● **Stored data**
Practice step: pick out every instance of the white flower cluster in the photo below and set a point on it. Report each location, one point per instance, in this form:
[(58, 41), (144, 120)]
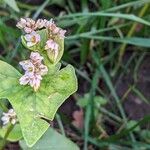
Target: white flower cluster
[(32, 37), (9, 117), (34, 70)]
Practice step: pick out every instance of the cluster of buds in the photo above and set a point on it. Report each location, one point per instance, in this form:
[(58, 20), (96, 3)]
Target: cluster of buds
[(34, 70), (9, 117)]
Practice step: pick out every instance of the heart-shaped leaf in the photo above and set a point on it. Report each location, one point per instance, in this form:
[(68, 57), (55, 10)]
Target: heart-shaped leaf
[(31, 106), (40, 46), (14, 135)]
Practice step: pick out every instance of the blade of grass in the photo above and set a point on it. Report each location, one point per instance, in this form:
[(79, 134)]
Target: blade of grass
[(131, 32), (133, 4), (88, 113)]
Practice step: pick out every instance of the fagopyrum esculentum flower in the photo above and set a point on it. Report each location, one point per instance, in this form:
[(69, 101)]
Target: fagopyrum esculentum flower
[(9, 117), (37, 94)]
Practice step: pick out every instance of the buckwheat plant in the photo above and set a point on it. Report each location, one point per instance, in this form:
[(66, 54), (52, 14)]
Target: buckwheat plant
[(37, 94)]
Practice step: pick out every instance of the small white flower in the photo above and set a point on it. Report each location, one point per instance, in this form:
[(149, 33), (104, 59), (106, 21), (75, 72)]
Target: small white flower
[(25, 79), (56, 30), (62, 33), (40, 23), (35, 82), (32, 38), (9, 117), (34, 70), (28, 30), (27, 66), (36, 58), (50, 44)]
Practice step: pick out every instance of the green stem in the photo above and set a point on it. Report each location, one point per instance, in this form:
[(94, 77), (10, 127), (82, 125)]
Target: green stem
[(5, 137)]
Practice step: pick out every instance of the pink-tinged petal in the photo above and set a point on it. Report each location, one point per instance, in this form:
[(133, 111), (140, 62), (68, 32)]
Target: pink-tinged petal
[(28, 30), (35, 82), (43, 69), (36, 57), (30, 44), (62, 33), (50, 44), (40, 23), (21, 24), (32, 38), (27, 65), (24, 80), (28, 37)]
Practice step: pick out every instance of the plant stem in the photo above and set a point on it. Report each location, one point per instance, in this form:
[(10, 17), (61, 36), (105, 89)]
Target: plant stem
[(5, 137), (131, 31)]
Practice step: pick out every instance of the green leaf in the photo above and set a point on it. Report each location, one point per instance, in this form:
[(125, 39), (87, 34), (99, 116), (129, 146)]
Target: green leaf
[(12, 4), (131, 123), (40, 46), (49, 141), (14, 135), (31, 106)]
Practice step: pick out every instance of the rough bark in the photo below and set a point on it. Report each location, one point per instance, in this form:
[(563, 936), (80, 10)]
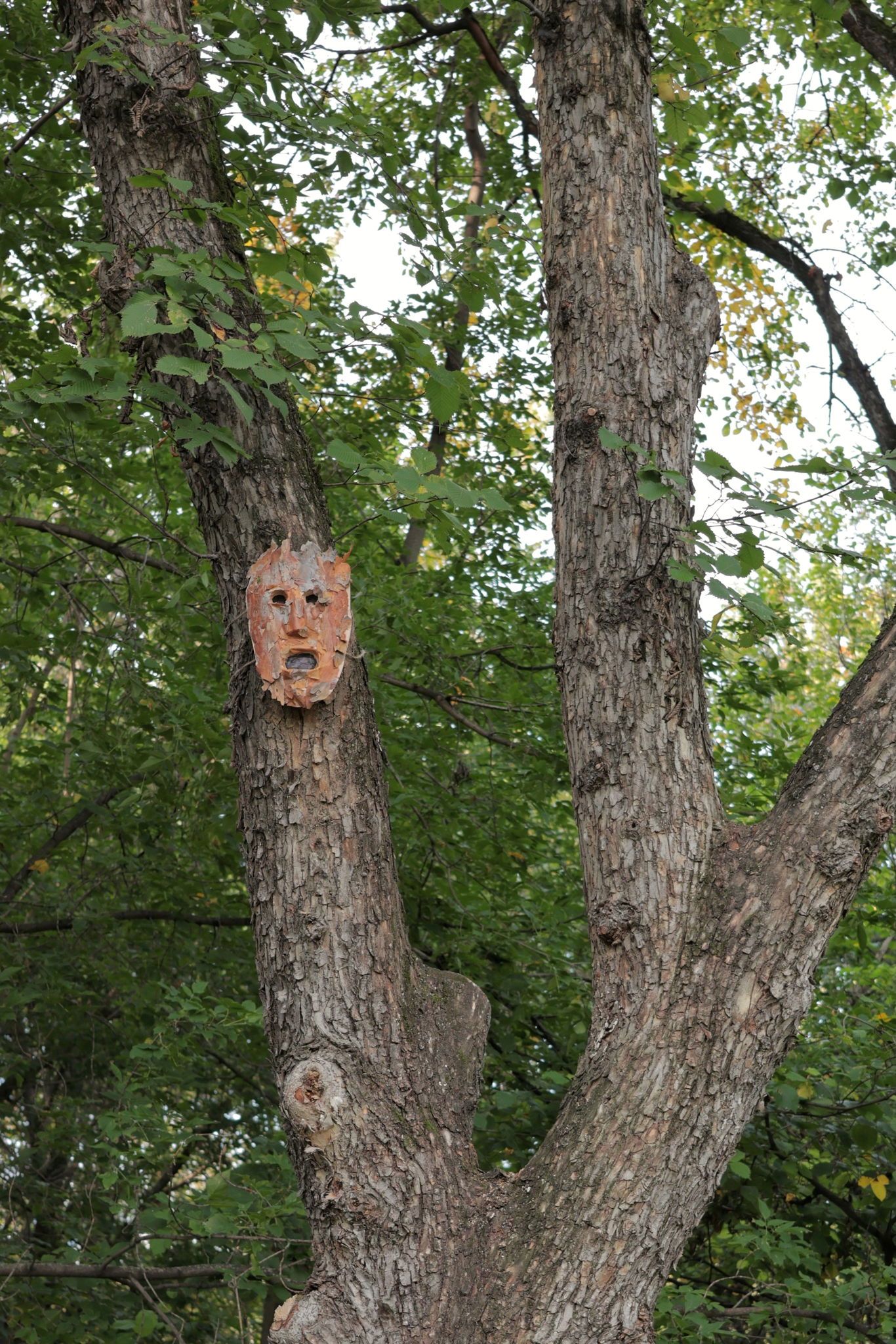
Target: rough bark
[(704, 936), (872, 33), (384, 1051)]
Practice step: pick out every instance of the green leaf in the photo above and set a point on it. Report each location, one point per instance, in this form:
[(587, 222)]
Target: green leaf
[(652, 487), (140, 318), (344, 453), (815, 467), (682, 573), (409, 480), (715, 465), (424, 459), (183, 368), (296, 345), (443, 394), (761, 609), (239, 402), (237, 356), (610, 440)]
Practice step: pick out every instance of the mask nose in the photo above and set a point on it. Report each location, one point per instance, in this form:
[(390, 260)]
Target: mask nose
[(296, 623)]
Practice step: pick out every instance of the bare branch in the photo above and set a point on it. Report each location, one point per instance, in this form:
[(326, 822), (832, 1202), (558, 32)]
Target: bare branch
[(501, 74), (871, 33), (62, 833), (18, 931), (445, 704), (798, 1312), (77, 534), (121, 1273), (35, 127), (489, 54), (24, 718), (819, 285)]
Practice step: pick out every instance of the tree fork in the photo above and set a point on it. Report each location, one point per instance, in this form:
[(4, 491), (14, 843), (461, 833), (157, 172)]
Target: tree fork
[(704, 934), (377, 1057)]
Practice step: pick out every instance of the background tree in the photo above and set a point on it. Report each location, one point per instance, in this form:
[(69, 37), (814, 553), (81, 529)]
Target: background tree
[(460, 642)]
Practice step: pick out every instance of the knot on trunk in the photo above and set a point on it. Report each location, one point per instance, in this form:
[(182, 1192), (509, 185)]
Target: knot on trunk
[(314, 1097)]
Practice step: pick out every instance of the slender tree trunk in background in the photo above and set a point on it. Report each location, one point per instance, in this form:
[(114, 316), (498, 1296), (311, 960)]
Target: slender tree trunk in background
[(455, 354), (704, 936)]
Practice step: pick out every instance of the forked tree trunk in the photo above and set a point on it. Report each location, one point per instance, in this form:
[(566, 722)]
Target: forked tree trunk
[(704, 936)]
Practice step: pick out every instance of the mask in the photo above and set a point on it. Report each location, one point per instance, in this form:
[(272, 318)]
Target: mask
[(300, 619)]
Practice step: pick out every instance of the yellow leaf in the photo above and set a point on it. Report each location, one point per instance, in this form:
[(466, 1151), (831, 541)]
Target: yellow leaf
[(878, 1185)]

● **Direction**
Format the lines above as a numbered list, skipping any blank lines and leaving out the pictures.

● **Written response**
1. Practice step: pick out every instance of the white flower cluster in the photo below and set a point on it. Report each location, one point per instance, in this form:
2. [(58, 41), (144, 120)]
3. Target: white flower cluster
4. [(32, 37), (9, 117), (34, 70)]
5. Practice step: pick out every instance of the cluster of buds in the photo above and set a point on it. Report each location, one point per instance, in this form:
6. [(58, 20), (96, 3)]
7. Target: cluster of buds
8. [(34, 70), (9, 117)]
9. Practice step: pick out every instance of the heart-shaped leaf in the photo above and set a point on it. Report each location, one point per instance, in this form:
10. [(68, 57), (55, 10)]
11. Target: heart-shaped leaf
12. [(31, 106), (40, 46), (14, 135)]
13. Practice step: pick out every instance of the blade of grass in the photo above and set a point on it. Report each location, one point per instance, in this form:
14. [(79, 134)]
15. Target: blade of grass
16. [(131, 32), (133, 4), (88, 113)]
17. Practice step: pick out every instance of the fagopyrum esculentum flower in the photo above and set a point on it. Report each location, one point per instance, in this form:
18. [(69, 101)]
19. Target: fagopyrum esculentum flower
20. [(9, 117), (37, 94)]
21. Practice step: pick out every instance of the buckwheat plant in the photo above and set a point on it. Report each location, one point per instance, in this form:
22. [(66, 54), (52, 14)]
23. Target: buckwheat plant
24. [(37, 94)]
25. Practice step: pick out every instance of the small white flower in the photo above and set a point on it. Report each location, one point per instance, in this form:
26. [(149, 33), (104, 59), (106, 21), (75, 72)]
27. Target: small white flower
28. [(25, 79), (56, 30), (62, 33), (40, 23), (35, 82), (32, 38), (9, 117), (34, 70), (28, 30), (27, 66), (36, 58), (50, 44)]
29. Practice step: pick out every instance of the green stem in the photo above and set a point on it. Report each location, one point per instance, in this form:
30. [(94, 77), (10, 127), (82, 125)]
31. Target: green stem
32. [(5, 137)]
33. Practice step: pick out every instance of the pink-tinged petal in the photo above and set a point on it. Report each location, one point per instance, in this form:
34. [(133, 111), (140, 62), (68, 32)]
35. Target: pink-tinged petal
36. [(28, 30), (35, 82), (43, 69), (36, 57), (30, 44), (62, 33), (50, 44), (40, 23), (21, 24), (32, 38), (27, 65), (24, 80), (28, 37)]
37. Practice step: pick out every instance of the plant stem in the photo above and set a point on it. Report each location, one point per instance, in this form:
38. [(10, 17), (61, 36), (105, 89)]
39. Target: plant stem
40. [(5, 137), (131, 31)]
41. Practice step: pick out every instance of the green leaf in the photo above and set a point on it. Report each location, one point per instance, in this form:
42. [(125, 39), (87, 34), (99, 116), (129, 146)]
43. Target: green leaf
44. [(12, 4), (131, 123), (40, 46), (49, 141), (14, 135), (31, 106)]
45. Practice step: pick out every instance of the rough bark in the photo below and set a point on it. Report each location, one point per instance, in this form:
46. [(563, 936), (80, 10)]
47. Target: rough bark
48. [(704, 936), (872, 33), (384, 1051)]
49. Practice step: pick out every instance of the green leaf in the photo above and set a point on it. Report each location, one point per instance, in this form:
50. [(587, 222)]
51. Target: green leaf
52. [(652, 487), (140, 318), (344, 453), (815, 467), (682, 573), (409, 480), (715, 465), (424, 459), (183, 368), (296, 345), (443, 394), (761, 609), (239, 402), (237, 356), (610, 440)]
53. Practice step: pick out every instance of the mask nose in the photo above and set a point on it. Report each location, one point per instance, in this form:
54. [(390, 260)]
55. Target: mask nose
56. [(296, 623)]
57. Practice step: pick out every instance of the bare branch in the photo above and set a point on it. Report each location, one point per instance, in this form:
58. [(326, 822), (832, 1202), (558, 32)]
59. Target: bare branch
60. [(501, 74), (871, 33), (62, 833), (18, 931), (445, 704), (798, 1312), (77, 534), (121, 1273), (35, 127), (489, 54), (24, 718), (819, 285)]
61. Practice step: pick out every instance of the tree fork in the photo above and set a point on it. Report each location, one point per instance, in this form:
62. [(4, 491), (14, 843), (461, 833), (157, 172)]
63. Target: tree fork
64. [(704, 934), (377, 1057)]
65. Practice step: pick out every instance of the background tree in the photo above and set a point on it. Report each location, one point per instance, in this form:
66. [(69, 37), (814, 553), (81, 529)]
67. Target: background tree
68. [(460, 642)]
69. Practice step: pick out every instance of the knot on trunk in the photo above and set a point on it. Report each location, one point per instance, in this form:
70. [(182, 1192), (509, 185)]
71. Target: knot on trunk
72. [(314, 1097)]
73. Practice step: pick out every instance of the slender tree trunk in background in the photo above and set a point on it. Report each location, one point per instance, in this form:
74. [(114, 316), (498, 1296), (311, 960)]
75. Target: slender tree trunk in background
76. [(455, 354), (704, 936)]
77. Practice step: pick out every instance of the forked tree trunk in the photo above and set a point on it. Report each location, one point per instance, in this form:
78. [(566, 722)]
79. Target: forked tree trunk
80. [(704, 936)]
81. Practice step: pick out every instance of the mask in the photo above and set a point on it. Report each location, one point per instance, in this form:
82. [(272, 318)]
83. Target: mask
84. [(300, 619)]
85. Practice step: pick out every instance of the yellow leaf in the photo above and set a point on it. Report each location, one point per instance, in this form:
86. [(466, 1151), (831, 541)]
87. Target: yellow leaf
88. [(878, 1185)]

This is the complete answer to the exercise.